---- MATERIAL PROVIDED

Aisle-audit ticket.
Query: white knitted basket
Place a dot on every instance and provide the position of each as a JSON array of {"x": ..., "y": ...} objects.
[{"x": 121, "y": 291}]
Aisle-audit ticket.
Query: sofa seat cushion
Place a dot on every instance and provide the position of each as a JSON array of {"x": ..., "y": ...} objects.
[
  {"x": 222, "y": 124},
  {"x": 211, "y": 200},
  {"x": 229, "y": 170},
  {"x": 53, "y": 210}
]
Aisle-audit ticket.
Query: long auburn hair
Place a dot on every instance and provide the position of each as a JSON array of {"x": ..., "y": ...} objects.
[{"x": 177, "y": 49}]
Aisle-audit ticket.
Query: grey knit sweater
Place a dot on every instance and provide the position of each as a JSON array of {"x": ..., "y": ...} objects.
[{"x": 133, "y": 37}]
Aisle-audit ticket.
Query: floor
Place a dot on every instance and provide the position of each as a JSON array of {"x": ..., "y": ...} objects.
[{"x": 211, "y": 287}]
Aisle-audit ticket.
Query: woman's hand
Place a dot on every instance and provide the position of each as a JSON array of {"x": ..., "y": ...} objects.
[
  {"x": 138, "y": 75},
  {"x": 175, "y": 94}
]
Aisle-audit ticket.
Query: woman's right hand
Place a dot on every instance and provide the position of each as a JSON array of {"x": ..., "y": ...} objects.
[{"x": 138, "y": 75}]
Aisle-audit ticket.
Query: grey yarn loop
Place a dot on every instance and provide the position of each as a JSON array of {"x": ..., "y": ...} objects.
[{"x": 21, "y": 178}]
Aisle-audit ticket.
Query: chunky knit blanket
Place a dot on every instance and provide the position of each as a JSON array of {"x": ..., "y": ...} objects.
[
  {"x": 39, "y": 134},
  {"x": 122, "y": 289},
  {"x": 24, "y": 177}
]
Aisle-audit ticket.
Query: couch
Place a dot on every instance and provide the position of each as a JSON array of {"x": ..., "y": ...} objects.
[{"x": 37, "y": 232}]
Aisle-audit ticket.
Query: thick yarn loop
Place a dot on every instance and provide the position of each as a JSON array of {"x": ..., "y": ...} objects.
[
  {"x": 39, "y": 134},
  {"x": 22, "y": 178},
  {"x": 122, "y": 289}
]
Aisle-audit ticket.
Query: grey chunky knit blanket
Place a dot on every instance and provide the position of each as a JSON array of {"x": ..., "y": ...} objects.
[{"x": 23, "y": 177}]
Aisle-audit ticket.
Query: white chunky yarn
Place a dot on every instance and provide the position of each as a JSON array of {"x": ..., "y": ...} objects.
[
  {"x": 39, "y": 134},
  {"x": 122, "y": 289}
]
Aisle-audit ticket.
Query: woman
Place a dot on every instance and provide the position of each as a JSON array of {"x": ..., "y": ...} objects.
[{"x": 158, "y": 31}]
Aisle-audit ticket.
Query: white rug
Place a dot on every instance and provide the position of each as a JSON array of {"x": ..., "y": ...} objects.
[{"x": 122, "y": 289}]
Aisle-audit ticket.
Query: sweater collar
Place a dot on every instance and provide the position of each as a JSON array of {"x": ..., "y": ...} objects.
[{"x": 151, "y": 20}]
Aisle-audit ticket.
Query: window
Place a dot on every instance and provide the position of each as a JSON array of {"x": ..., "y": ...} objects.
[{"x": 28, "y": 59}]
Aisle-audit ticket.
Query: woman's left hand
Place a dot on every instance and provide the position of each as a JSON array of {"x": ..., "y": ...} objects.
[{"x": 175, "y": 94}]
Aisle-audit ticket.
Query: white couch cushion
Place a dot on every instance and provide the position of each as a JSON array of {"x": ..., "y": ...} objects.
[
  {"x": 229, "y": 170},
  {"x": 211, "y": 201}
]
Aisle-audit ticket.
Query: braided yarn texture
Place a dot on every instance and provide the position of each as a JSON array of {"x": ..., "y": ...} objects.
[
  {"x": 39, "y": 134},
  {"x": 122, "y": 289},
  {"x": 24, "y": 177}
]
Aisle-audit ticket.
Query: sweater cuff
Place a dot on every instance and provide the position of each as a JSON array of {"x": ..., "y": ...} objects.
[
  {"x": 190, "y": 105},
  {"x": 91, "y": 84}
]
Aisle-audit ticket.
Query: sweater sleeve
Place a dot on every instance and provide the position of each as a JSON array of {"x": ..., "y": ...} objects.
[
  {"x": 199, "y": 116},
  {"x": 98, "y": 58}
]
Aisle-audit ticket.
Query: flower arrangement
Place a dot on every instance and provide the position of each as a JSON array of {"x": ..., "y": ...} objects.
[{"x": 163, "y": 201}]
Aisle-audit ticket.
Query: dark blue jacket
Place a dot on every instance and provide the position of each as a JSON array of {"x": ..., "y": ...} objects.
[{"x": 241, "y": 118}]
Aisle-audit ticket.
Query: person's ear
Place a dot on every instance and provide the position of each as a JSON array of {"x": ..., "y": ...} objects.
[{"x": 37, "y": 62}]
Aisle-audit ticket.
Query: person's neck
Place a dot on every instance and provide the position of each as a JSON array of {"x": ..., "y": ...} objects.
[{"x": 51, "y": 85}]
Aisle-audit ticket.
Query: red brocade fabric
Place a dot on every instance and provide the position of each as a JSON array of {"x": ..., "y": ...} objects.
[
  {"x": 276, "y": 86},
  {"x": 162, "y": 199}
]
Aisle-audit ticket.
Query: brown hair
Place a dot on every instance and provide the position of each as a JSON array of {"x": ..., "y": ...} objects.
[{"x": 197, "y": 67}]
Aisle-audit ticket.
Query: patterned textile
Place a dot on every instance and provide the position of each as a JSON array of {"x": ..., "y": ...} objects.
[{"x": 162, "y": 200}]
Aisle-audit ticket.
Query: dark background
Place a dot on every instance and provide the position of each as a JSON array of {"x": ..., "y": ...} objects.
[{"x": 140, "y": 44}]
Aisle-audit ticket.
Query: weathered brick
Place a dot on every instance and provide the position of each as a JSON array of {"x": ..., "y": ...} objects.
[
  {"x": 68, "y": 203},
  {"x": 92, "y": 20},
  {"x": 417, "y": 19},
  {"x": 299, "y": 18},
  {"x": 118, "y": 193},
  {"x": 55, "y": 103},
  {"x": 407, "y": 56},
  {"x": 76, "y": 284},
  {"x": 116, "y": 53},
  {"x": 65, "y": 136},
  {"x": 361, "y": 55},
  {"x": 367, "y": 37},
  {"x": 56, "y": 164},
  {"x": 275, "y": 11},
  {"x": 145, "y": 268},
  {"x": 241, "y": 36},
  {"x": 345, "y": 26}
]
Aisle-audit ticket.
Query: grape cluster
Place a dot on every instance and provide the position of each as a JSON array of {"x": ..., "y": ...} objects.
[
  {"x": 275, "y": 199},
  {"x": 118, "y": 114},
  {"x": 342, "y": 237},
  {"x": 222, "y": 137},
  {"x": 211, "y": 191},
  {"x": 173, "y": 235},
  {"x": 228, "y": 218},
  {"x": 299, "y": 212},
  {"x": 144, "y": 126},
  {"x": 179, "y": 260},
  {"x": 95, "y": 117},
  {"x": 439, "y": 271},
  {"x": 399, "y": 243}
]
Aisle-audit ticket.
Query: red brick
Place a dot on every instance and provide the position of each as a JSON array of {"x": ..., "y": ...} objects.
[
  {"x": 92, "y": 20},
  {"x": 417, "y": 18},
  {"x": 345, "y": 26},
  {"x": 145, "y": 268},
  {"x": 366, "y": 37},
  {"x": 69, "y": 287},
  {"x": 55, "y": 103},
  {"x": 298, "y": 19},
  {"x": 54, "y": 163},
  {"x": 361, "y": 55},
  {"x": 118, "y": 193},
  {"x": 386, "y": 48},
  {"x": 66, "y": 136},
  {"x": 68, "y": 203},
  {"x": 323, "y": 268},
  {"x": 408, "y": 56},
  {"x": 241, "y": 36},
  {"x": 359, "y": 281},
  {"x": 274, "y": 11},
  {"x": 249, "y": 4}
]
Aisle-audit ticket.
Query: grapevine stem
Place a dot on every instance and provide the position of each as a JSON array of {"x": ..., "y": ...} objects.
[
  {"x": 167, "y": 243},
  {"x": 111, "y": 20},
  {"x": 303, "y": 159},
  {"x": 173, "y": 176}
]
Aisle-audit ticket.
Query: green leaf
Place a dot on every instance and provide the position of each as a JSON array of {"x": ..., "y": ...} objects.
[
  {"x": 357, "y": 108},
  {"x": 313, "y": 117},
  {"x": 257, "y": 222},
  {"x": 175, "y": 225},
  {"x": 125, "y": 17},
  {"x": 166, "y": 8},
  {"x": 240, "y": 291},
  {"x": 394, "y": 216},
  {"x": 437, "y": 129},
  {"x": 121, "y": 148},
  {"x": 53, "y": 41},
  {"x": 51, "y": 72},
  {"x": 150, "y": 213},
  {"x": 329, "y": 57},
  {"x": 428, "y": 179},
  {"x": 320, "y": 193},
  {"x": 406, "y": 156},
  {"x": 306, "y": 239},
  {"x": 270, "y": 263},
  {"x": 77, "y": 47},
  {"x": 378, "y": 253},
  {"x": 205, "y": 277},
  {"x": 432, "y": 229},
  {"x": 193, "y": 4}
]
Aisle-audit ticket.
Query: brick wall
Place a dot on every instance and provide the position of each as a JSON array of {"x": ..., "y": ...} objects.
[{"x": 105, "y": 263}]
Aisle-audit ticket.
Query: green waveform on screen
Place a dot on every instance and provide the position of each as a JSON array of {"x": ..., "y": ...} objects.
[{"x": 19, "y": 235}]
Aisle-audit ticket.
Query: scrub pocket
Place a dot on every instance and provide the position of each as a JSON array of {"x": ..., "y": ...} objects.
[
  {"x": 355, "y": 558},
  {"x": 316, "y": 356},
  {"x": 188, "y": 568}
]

--------

Copy out each line of the records above that includes "sweater".

## RESULT
Query: grey knit sweater
Query: sweater collar
Query: sweater cuff
Query: sweater sleeve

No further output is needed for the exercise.